======== Passage to read ========

For years I have been coaching jobseekers to focus on their talent and not their skills and experience. Talent is the reason why some people are stars at their jobs while others are just ok… and you can’t train or teach talent. But I was reading an essay by Malcom Gladwell, when these few sentences grabbed my attention:
They were there looking for people who had the talent to think outside the box. It never occurred to them that, if everyone had to think outside the box, maybe it was the box that needed fixing.
He’s talking about Enron, Arthur Anderson, Worldcom etc… big companies that hired and financially rewarded young MBAs to become stars by pushing them to think outside of the box. And while they were doing this, the whole place fell apart.
I’m summarising Malcolm’s essay dramatically here but he made a case that creating a talented organisation is far better than relying on a plethora of talented people. In other words, an extraordinary busines can make ordinary people achieve extraordinary things. We often assume that people make organisations smart… often it’s the other way around.
So I find myself coming back to filling a niche… do one thing, and do it in ways it’s never been done before.
Southwest Airlines became one of America’s most successful airlines, not by hiring more MBAs (in fact it hires very few MBAs), but by creating a much more efficient organisation than it’s competitors had.

========

**Exercise brief**. Please translate this sentence from the piece on talent into Spanish: "It never occurred to them that, if everyone had to think outside the box, maybe it was the box that needed fixing." The items after this come from a different source.

======== Stored rows ========

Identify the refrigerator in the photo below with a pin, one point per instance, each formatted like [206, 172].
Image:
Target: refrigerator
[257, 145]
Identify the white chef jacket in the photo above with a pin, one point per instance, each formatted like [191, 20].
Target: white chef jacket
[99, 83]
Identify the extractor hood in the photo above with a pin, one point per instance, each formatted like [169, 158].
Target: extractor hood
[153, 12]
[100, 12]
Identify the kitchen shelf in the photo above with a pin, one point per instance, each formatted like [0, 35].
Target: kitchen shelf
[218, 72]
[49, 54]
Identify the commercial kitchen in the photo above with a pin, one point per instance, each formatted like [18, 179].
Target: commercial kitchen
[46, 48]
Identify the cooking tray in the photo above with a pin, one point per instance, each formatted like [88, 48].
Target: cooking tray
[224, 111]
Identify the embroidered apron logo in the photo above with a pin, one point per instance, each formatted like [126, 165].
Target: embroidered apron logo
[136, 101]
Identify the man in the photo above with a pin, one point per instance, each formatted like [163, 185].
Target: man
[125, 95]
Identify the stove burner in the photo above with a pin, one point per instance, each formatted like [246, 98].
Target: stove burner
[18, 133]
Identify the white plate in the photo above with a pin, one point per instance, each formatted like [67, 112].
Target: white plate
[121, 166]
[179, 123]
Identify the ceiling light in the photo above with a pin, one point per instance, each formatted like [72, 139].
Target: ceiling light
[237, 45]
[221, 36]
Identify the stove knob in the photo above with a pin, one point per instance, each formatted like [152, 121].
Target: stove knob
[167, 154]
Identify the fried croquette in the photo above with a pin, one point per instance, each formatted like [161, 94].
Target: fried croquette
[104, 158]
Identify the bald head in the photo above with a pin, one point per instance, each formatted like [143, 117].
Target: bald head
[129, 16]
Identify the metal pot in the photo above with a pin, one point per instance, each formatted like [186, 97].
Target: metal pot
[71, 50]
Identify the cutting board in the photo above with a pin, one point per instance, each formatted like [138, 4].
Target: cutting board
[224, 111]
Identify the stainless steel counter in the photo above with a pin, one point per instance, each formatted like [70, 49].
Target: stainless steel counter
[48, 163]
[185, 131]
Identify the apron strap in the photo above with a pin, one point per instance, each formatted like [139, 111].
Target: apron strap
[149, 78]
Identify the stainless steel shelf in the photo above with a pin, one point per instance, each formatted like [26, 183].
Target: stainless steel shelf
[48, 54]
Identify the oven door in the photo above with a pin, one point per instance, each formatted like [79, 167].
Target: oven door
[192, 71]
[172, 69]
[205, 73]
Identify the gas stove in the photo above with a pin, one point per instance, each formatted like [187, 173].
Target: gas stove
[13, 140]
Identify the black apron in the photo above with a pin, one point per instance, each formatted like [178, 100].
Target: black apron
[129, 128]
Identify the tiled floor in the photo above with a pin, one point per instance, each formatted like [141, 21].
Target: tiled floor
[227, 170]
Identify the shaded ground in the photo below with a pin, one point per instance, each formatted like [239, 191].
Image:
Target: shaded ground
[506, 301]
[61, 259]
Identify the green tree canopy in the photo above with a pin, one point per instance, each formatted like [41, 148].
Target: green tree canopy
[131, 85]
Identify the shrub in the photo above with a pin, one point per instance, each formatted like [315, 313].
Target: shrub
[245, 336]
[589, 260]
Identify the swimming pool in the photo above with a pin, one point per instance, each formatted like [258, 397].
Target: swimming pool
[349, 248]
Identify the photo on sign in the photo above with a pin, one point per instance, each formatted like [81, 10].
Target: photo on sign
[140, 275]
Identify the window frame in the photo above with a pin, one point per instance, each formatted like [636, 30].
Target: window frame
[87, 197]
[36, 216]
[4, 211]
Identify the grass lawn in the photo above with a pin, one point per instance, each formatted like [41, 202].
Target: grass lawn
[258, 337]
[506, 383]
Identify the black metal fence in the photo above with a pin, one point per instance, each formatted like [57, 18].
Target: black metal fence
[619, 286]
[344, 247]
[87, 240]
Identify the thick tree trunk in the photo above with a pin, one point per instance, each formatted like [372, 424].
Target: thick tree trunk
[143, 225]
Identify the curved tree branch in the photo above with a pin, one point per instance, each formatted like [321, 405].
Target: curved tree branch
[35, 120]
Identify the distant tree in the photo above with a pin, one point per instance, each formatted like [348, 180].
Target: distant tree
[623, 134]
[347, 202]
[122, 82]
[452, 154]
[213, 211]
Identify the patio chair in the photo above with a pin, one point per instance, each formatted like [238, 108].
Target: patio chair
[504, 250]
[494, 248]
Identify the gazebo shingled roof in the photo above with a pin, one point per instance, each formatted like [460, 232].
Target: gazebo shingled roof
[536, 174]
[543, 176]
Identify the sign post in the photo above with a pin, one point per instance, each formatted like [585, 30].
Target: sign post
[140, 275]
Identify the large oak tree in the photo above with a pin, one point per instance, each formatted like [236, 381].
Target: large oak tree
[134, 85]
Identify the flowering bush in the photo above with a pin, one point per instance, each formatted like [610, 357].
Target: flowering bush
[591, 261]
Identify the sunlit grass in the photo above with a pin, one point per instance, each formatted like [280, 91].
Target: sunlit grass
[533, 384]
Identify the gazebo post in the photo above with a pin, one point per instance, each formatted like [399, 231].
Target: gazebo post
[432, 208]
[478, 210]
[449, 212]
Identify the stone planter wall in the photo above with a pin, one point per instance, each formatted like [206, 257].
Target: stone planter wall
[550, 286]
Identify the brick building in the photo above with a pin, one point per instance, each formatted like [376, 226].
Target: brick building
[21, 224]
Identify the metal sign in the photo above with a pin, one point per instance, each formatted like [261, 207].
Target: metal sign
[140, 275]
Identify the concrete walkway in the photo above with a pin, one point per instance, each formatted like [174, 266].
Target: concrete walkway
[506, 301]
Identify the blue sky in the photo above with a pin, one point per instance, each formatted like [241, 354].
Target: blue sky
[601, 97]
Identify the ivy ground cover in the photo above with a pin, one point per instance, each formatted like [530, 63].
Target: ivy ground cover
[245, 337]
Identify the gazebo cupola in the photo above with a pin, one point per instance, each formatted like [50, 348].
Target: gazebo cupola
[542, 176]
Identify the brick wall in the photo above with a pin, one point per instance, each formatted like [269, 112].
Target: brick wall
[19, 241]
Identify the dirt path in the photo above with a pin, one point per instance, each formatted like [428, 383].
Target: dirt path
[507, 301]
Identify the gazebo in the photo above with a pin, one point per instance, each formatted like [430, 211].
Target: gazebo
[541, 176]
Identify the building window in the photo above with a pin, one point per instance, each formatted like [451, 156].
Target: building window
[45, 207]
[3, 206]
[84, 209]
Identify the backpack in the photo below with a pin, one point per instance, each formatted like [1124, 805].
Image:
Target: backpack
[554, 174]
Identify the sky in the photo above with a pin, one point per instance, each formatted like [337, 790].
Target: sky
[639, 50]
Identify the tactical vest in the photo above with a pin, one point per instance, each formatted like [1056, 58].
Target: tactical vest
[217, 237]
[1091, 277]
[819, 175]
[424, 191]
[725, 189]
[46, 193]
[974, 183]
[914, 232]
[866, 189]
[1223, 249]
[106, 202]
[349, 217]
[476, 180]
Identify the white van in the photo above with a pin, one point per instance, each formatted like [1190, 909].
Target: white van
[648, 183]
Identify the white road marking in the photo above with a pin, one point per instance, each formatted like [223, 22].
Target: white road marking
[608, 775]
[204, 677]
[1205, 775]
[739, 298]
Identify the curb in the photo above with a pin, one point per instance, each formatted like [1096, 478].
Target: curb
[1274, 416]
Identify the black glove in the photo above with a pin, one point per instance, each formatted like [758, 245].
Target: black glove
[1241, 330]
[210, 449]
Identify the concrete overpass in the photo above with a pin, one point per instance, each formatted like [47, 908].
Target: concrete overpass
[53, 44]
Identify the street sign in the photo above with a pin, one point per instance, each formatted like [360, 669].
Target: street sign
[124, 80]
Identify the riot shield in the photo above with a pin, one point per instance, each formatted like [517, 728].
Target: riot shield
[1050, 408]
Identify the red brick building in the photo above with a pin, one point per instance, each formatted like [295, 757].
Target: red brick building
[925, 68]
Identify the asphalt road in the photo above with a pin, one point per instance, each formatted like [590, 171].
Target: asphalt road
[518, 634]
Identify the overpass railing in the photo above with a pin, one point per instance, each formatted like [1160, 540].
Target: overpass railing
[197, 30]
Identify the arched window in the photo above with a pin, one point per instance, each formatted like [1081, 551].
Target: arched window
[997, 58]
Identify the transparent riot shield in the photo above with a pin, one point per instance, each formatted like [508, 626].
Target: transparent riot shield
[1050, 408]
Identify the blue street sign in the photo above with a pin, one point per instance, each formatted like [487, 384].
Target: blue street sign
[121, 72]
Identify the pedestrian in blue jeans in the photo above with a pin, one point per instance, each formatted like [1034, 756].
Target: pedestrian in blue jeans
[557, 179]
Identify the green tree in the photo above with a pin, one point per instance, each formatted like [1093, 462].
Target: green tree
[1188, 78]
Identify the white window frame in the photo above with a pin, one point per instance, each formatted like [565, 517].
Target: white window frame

========

**Expected answer**. Nunca se les ocurrió que, si todos tenían que pensar fuera de la caja, quizás era la caja lo que necesitaba arreglo.